# [SET TASK]
Omit the images, then print each record below exactly as it reads.

# [INFORMATION SUPPLIED]
•••••

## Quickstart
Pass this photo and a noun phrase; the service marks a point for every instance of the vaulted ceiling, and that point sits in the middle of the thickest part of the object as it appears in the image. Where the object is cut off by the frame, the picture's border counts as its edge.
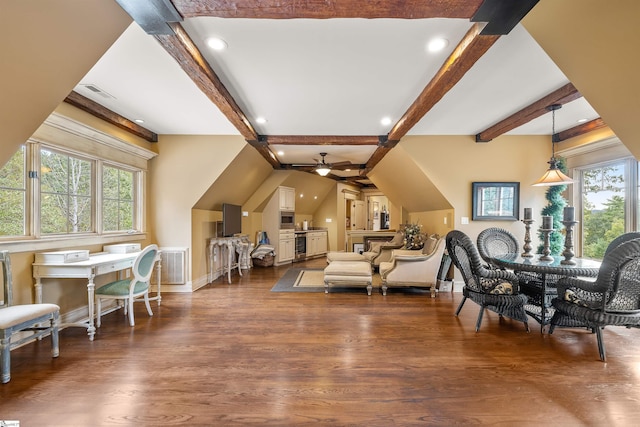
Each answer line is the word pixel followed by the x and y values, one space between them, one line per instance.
pixel 323 75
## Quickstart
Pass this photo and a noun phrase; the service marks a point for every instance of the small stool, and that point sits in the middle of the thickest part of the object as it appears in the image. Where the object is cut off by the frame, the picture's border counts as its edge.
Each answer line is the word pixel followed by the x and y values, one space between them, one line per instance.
pixel 348 273
pixel 344 256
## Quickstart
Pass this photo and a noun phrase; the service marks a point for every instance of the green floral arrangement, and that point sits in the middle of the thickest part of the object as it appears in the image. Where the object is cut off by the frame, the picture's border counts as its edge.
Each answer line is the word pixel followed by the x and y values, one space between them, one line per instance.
pixel 413 237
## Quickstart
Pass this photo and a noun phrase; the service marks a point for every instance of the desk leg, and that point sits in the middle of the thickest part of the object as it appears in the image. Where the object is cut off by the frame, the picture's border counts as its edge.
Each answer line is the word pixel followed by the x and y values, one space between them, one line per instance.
pixel 38 289
pixel 91 288
pixel 159 276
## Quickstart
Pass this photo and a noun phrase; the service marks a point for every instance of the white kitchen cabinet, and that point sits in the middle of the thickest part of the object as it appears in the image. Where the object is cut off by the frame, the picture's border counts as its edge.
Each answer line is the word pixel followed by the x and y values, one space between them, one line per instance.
pixel 316 243
pixel 287 198
pixel 286 246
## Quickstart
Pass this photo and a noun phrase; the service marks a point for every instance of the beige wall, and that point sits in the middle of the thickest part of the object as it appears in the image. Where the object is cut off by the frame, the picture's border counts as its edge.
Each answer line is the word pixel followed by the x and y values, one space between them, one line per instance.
pixel 595 45
pixel 452 163
pixel 182 172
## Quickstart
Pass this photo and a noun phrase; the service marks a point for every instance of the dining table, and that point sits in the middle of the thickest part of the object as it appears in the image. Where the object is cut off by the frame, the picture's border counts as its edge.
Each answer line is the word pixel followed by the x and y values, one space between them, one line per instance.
pixel 538 279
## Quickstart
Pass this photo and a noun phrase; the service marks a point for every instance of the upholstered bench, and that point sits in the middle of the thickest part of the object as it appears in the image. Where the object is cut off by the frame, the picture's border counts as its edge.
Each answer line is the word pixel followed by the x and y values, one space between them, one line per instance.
pixel 349 273
pixel 344 256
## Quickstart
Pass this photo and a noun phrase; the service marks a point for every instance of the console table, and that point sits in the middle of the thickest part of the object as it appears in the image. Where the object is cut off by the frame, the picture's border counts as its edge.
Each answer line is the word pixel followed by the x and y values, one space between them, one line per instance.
pixel 539 306
pixel 96 265
pixel 227 247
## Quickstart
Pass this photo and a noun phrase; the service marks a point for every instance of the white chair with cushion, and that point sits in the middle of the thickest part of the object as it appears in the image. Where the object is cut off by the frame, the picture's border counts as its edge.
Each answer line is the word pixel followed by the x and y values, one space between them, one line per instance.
pixel 414 268
pixel 381 251
pixel 42 319
pixel 128 290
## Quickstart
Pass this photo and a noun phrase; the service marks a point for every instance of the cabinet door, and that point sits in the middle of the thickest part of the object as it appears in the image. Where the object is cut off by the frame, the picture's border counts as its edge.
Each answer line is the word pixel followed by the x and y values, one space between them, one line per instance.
pixel 321 244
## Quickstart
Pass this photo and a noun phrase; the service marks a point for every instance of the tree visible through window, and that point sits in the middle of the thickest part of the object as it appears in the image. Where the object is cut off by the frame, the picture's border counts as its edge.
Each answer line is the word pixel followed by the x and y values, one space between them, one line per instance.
pixel 65 191
pixel 117 199
pixel 13 195
pixel 603 207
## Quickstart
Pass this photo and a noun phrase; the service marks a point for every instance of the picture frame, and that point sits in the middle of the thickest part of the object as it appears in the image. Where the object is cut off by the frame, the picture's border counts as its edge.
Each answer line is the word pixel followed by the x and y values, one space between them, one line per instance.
pixel 495 201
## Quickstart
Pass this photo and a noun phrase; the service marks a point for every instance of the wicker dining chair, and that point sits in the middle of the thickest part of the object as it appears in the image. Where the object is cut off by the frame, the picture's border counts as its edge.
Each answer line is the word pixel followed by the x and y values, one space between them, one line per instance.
pixel 495 290
pixel 612 300
pixel 496 241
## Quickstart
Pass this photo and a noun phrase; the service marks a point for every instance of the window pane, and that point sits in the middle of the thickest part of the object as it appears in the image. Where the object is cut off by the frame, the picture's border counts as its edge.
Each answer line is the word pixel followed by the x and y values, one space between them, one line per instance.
pixel 65 193
pixel 603 208
pixel 117 203
pixel 12 195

•••••

# [SOLUTION TO THIS PROBLEM]
## Quickstart
Pass this photo and a noun phrase; the service marks a point for every instance of the vaulted ceiling, and that point sits in the middle of the thickest part of the object as it appears in the image. Where the object is cut off by the frame, the picture's border counts as its edge.
Each answer line is the word pixel followed by the x and y values, one space between them, one line per instance.
pixel 323 75
## Quickstart
Pass this photo and a noun phrase; the service marks a point for every instance of the small stool, and that point sits in the middle of the thickest part of the object as it appears in the image. Where the object is cut off by the frame, the picture's border counts as its edge.
Each answer line is the word pixel followed by the x and y values, one space between them, one line per instance.
pixel 348 273
pixel 344 256
## Quickstart
Pass this photo and a noun phrase; the service marks a point for every instance of the green floral arrangement, and that point sits in the middle of the thickest part of the object as it appears in the image. Where the object is cut off by the frame, the picture's border counts as its edge.
Each answer line is the word pixel followed by the x and y values, one space between them, one line per instance.
pixel 413 237
## Quickstart
Pass this photo and a noun phrase; the service marks a point for every instance of the desk leg, and that point sits in the middle of the thickest part of the object as it appears in the image. Where the object is cut off by the frame, the picture's border counts as its edge.
Each answer line is the word pixel followed by the x and y values, one space between them, one line per instance.
pixel 38 289
pixel 91 288
pixel 159 276
## Quickstart
Pass this photo and a noun phrase; the service marks a point for every instance of the white kitchen cabinet, and that point sits in the middle of the thickest part of the object as it appears in the image. Where the object is cut off by the frame, the picture's border counts as its edge.
Each answer line is the word pixel followed by the x and y values, one space between them, one line per instance.
pixel 316 243
pixel 287 198
pixel 286 246
## Quickstart
Pass this photo and a noun phrase; the service marks a point for every instance of the beige wall, and that point sits in the middle of the thickest part of the object as it appears in the image. Where the object is cut off by the frame, the picture's border counts as its edge.
Each answer line is the word pixel followed by the x and y values, one space between them, one line per instance.
pixel 595 45
pixel 452 163
pixel 182 172
## Quickstart
Pass this photo and a noun phrase; the service marks a point for every instance of the dining table, and that point sits in the middle of the thickest part of the object as it appears in the image. Where the object is cut off by the frame, the picture's border counts as its edge.
Each answer line is the word pixel followed by the x and y values, one space between them, one line per instance.
pixel 538 279
## Quickstart
Pass this photo and a noun phrase; the service marks a point for every instance of the upholstered bench, and that point sits in the middle of the thickest part of the object as it appears in the image. Where the object is cut off by the frame, the picture's border counts as its edge.
Each answer line is the word pixel followed by the x and y values, one space between them, one line per instance.
pixel 349 273
pixel 344 256
## Quickstart
Pass this photo and a noun phrase; the service marks a point for every instance of the console table, and that point sits in the middle of the thickest part of the object as it appears in the image. Where the object is cut off by the frame, the picture's border counts as its edge.
Each answer line is the word pixel followed by the x and y values, one space between them, one line per instance.
pixel 539 306
pixel 96 265
pixel 227 247
## Quickstart
Pass this photo and a noun phrase; the service marks a point for every instance of the white chair with cushion, and that point sits in the middle of the thickest part of the object as it appears in the image. Where the object is cut off by the frame, the picture's border counts as its edge.
Each answer line is the word pixel followed by the x and y values, one space between them, one line per instance.
pixel 414 268
pixel 381 251
pixel 42 319
pixel 128 290
## Quickstart
Pass this photo and a noun phrase; the service marks a point for every instance of the cabinet door, and that point sits in the middle of the thickest part of the object as it appears in the image. Where the object is cut off by the frame, the picture's border counts as its edge.
Each answer line is the word pixel followed by the x and y values, one space between them, one line per instance.
pixel 321 244
## Quickstart
Pass this photo and a noun phrase; the service marks a point for every instance of the tree visible through window, and that point sits in the middle of the thickest part of the object as it appears in the image. Where the object is cut off by the frame, the picture's border counts as its edge.
Each answer line is the word pixel followed by the x and y values, one space between them, one line per instance.
pixel 65 191
pixel 117 199
pixel 13 195
pixel 603 207
## Quickstart
Pass this photo and a noun phrase; the service marks a point for every instance of the picture frame, and that point sits in the middle of the thickest part of the object as it appears in the image. Where the object is cut off by the frame, the picture's border counts as its edge.
Each answer line is the word pixel followed by the x and y values, one space between them, one line per instance.
pixel 495 201
## Quickstart
Pass this photo and a noun phrase; the service marks a point for every instance of the wicker dining chair, and that point sits in the middle of the thickest part of the object as it appears in the image. Where the object is cut off by the frame, the picture's border counts as its edge.
Each answer line is the word pixel followed by the x and y values, one space between them, one line per instance.
pixel 495 290
pixel 612 300
pixel 496 241
## Quickstart
Pass this photo and a noun phrase; the service marks a point for every instance of the window pane, and that point sits in the middle of the thickest part of the object as it appears in the image. Where the object is cut off by the frame, the picture's border counts as its edge.
Each answer line is the word pixel followed by the x and y values, one space between them, one line per instance.
pixel 65 193
pixel 603 208
pixel 117 203
pixel 12 195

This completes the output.